# [EXERCISE OBJECTIVE]
Print the data below unchanged, starting with its first line and going on through the line with "[170,0,335,23]", including that line.
==== INPUT FOR THIS TASK ====
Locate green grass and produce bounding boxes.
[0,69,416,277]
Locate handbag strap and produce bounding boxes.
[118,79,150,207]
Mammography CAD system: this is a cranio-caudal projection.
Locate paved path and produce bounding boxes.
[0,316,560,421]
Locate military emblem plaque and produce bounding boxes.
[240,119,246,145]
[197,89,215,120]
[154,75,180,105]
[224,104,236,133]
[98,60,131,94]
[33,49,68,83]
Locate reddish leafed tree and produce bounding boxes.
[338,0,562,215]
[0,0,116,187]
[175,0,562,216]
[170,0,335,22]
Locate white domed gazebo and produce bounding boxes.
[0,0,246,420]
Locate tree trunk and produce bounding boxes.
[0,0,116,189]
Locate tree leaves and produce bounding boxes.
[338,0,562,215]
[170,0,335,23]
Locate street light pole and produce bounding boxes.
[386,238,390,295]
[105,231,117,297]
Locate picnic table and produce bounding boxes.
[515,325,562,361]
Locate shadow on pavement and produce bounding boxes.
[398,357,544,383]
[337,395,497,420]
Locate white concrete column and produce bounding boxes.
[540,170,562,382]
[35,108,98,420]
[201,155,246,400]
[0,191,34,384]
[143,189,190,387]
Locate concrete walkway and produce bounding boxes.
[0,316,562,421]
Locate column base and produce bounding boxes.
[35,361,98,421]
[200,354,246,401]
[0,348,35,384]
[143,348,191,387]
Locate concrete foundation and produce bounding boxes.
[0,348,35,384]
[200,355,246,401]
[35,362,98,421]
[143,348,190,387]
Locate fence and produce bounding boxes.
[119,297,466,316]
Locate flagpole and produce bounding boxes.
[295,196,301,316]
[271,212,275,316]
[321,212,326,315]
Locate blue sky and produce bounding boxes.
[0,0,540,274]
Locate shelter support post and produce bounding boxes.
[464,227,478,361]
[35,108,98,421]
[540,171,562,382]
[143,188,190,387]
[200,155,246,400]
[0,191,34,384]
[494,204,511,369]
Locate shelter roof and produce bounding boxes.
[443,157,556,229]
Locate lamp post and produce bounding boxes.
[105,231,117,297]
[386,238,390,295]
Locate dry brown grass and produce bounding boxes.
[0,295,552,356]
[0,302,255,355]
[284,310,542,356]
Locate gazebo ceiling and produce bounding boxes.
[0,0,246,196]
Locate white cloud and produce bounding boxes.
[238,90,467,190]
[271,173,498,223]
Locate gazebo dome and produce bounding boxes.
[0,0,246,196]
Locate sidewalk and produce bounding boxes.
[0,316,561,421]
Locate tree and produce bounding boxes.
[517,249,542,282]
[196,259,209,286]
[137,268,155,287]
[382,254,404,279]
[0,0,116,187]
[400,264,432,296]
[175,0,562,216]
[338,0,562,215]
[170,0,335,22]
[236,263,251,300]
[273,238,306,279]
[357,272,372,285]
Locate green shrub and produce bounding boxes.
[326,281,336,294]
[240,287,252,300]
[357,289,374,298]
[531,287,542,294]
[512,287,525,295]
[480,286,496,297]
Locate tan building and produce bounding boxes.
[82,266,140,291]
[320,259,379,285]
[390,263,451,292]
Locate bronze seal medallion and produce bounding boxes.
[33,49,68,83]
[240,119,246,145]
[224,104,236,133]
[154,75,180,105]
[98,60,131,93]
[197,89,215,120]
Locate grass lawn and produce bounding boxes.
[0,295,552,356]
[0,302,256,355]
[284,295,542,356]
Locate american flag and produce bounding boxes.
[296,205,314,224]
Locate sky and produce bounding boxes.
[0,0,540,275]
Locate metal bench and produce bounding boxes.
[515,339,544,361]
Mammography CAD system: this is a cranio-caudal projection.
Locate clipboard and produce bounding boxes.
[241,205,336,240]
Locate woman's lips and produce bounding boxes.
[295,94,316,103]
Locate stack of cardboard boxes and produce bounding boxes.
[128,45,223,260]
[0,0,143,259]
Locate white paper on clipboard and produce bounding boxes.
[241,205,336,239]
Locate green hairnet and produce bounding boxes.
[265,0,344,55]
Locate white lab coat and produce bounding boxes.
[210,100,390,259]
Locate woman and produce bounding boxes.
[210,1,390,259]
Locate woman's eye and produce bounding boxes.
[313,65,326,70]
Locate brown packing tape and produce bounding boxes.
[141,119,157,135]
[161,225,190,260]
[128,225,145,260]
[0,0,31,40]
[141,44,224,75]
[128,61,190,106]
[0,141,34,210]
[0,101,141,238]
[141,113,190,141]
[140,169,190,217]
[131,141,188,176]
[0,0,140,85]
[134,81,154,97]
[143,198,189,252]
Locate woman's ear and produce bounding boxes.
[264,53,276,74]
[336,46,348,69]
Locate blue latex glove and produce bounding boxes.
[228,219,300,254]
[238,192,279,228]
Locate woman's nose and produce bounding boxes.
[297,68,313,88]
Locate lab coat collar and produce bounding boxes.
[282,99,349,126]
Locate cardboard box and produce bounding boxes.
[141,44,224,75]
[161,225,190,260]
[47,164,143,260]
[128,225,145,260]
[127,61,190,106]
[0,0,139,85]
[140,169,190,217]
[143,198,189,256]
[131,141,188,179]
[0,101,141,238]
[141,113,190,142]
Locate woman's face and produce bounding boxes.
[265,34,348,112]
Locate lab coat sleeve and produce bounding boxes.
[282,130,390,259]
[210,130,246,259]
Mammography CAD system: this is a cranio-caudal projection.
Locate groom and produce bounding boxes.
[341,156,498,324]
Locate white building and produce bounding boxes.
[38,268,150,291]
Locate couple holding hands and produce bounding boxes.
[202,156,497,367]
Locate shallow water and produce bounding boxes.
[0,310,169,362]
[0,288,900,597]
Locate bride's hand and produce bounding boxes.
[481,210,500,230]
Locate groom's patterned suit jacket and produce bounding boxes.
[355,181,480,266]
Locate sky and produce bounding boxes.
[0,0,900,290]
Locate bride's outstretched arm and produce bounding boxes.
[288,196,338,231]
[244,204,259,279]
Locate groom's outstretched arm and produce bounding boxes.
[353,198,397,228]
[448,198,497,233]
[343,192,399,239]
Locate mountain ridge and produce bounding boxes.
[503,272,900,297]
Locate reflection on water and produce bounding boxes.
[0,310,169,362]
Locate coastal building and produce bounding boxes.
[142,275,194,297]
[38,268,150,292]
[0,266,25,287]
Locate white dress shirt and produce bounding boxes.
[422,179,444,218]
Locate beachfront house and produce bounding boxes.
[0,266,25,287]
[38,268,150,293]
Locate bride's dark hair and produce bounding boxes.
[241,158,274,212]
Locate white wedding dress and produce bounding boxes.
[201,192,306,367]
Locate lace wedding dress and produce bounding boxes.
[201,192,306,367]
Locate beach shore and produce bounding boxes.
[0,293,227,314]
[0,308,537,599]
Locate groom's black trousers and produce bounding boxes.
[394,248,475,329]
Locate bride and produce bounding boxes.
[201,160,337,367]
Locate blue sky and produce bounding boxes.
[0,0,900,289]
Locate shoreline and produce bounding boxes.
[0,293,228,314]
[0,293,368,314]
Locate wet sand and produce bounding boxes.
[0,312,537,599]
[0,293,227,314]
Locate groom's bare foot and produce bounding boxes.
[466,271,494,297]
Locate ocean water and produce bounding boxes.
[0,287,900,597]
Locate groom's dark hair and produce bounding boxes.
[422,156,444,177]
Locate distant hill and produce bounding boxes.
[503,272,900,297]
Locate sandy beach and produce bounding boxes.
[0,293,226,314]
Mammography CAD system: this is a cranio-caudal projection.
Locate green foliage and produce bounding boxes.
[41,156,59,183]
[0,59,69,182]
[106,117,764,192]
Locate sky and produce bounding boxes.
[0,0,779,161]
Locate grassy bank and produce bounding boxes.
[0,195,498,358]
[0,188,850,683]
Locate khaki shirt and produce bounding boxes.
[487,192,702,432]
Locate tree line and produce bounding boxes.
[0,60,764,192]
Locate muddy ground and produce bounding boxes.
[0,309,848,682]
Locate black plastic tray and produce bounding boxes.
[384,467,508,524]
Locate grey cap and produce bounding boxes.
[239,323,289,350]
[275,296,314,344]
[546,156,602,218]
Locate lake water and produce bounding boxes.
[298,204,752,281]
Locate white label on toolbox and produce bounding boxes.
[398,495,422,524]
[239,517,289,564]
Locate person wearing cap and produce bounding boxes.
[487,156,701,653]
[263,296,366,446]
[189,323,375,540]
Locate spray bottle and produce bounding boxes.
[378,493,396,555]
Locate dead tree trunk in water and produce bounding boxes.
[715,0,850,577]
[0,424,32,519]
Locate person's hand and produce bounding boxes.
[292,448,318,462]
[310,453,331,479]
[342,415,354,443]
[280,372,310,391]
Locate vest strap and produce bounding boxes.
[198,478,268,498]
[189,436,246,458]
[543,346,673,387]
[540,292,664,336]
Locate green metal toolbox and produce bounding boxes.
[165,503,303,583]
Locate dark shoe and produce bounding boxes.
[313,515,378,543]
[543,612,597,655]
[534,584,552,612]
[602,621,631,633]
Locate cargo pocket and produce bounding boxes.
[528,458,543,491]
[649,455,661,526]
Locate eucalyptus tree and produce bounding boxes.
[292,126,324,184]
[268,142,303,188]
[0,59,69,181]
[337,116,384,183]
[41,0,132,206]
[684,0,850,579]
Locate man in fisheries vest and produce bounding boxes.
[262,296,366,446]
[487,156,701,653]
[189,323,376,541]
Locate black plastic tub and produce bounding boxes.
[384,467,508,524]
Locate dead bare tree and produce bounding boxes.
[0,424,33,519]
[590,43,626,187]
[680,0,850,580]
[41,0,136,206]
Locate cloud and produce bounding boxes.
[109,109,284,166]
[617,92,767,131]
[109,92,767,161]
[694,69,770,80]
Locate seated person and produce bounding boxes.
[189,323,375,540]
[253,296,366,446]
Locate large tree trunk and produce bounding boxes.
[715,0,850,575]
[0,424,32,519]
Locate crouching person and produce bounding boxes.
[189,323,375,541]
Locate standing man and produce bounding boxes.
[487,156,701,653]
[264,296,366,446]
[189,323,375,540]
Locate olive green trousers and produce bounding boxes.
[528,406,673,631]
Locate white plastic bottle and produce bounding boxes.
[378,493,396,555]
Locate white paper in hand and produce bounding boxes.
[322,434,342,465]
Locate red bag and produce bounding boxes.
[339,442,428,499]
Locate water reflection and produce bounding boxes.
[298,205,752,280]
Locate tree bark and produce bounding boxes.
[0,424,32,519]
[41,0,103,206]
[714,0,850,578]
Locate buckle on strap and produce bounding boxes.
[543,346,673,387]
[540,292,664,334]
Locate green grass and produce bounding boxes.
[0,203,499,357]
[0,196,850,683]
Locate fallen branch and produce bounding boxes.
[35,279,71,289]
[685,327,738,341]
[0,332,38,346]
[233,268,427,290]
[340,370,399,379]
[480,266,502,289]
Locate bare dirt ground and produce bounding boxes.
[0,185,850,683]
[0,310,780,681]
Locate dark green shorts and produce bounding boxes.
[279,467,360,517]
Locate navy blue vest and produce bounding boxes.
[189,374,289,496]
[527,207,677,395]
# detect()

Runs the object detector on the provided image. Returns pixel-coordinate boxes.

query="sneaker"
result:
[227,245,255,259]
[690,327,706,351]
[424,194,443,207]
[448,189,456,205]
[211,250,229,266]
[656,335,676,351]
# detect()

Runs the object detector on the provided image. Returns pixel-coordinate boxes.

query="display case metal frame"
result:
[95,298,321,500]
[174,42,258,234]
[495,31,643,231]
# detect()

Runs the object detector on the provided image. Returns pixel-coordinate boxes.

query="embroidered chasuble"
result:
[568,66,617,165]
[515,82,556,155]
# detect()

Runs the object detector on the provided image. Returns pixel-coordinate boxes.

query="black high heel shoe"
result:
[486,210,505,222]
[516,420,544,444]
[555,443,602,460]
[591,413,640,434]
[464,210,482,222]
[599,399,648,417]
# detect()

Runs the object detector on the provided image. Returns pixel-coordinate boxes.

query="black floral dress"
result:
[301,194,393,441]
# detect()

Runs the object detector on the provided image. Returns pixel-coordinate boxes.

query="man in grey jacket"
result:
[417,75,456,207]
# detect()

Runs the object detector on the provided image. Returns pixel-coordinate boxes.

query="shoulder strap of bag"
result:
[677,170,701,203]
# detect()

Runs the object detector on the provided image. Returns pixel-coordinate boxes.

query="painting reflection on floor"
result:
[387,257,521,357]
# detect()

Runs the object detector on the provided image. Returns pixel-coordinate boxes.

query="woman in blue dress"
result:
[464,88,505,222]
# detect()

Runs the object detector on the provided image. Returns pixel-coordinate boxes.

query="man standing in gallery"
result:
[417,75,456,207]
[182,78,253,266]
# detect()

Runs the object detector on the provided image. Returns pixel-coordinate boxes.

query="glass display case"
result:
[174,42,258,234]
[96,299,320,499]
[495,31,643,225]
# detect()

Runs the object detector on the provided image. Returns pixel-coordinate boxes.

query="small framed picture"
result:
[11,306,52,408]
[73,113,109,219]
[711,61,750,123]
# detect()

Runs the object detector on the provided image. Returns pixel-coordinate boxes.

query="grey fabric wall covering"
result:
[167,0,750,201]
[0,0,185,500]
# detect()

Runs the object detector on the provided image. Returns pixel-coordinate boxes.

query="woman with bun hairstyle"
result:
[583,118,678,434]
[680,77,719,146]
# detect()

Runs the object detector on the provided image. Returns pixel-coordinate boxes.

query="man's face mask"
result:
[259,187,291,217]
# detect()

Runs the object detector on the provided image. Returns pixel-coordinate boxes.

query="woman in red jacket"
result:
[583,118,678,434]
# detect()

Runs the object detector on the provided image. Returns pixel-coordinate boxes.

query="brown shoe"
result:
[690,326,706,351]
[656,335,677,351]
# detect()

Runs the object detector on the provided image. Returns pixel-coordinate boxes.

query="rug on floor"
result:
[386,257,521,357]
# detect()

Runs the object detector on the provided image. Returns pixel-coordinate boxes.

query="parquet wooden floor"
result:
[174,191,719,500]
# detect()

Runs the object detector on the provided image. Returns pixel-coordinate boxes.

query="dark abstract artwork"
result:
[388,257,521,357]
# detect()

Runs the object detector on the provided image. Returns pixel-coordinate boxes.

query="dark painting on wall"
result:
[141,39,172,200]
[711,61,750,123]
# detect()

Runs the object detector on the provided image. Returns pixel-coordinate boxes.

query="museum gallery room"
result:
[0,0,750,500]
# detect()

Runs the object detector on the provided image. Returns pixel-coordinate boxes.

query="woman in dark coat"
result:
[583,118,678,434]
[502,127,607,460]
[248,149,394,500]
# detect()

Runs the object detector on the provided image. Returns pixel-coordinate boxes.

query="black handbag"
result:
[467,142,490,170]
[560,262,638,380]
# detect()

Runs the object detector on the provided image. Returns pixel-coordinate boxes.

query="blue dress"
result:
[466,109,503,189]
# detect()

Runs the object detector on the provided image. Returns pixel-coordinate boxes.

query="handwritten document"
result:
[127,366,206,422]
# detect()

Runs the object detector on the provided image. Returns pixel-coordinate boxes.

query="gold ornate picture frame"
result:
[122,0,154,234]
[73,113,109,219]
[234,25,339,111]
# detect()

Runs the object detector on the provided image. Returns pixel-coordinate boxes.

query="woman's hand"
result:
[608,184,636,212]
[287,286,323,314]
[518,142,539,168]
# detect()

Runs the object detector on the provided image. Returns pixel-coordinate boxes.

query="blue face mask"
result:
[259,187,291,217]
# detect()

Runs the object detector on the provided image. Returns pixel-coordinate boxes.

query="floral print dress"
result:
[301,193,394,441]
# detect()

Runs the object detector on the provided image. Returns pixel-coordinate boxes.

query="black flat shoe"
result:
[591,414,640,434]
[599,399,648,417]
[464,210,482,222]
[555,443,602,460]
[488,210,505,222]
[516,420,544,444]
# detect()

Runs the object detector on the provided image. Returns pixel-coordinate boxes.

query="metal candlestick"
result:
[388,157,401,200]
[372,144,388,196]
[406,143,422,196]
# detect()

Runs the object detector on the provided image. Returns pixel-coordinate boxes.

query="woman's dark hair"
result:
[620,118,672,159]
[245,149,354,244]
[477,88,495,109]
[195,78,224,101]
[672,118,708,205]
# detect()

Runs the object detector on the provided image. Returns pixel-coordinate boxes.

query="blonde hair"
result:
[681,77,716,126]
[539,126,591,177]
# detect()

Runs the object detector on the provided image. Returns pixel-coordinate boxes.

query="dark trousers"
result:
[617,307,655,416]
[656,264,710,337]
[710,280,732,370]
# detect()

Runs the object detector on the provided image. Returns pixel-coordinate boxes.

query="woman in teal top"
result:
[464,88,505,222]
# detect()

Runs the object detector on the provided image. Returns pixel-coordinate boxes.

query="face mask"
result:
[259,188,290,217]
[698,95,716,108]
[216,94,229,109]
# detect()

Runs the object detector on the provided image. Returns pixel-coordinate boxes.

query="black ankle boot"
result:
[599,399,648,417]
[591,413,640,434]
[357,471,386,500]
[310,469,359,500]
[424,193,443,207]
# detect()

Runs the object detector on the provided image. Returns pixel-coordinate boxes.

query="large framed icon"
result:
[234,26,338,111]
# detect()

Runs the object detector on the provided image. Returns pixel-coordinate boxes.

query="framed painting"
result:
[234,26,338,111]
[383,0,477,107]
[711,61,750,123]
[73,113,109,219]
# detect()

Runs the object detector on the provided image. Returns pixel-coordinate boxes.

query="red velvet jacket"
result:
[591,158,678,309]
====
# [RESPONSE TO THE TASK]
Locate green grass and produce bounding boxes.
[0,69,416,277]
Locate handbag strap and produce bounding boxes.
[118,79,150,207]
Mammography CAD system: this is a cranio-caudal projection.
Locate paved path and produce bounding boxes.
[0,316,560,421]
Locate military emblem plaque and produce bounding boxes.
[240,119,246,145]
[197,89,215,120]
[154,75,180,105]
[224,104,236,133]
[98,60,131,94]
[33,49,68,83]
Locate reddish leafed tree and produce bounding boxes.
[338,0,562,215]
[0,0,116,187]
[175,0,562,216]
[170,0,335,22]
Locate white domed gazebo and produce bounding boxes.
[0,0,246,420]
Locate tree trunk and produce bounding boxes.
[0,0,116,189]
Locate tree leaves and produce bounding boxes.
[338,0,562,215]
[170,0,335,23]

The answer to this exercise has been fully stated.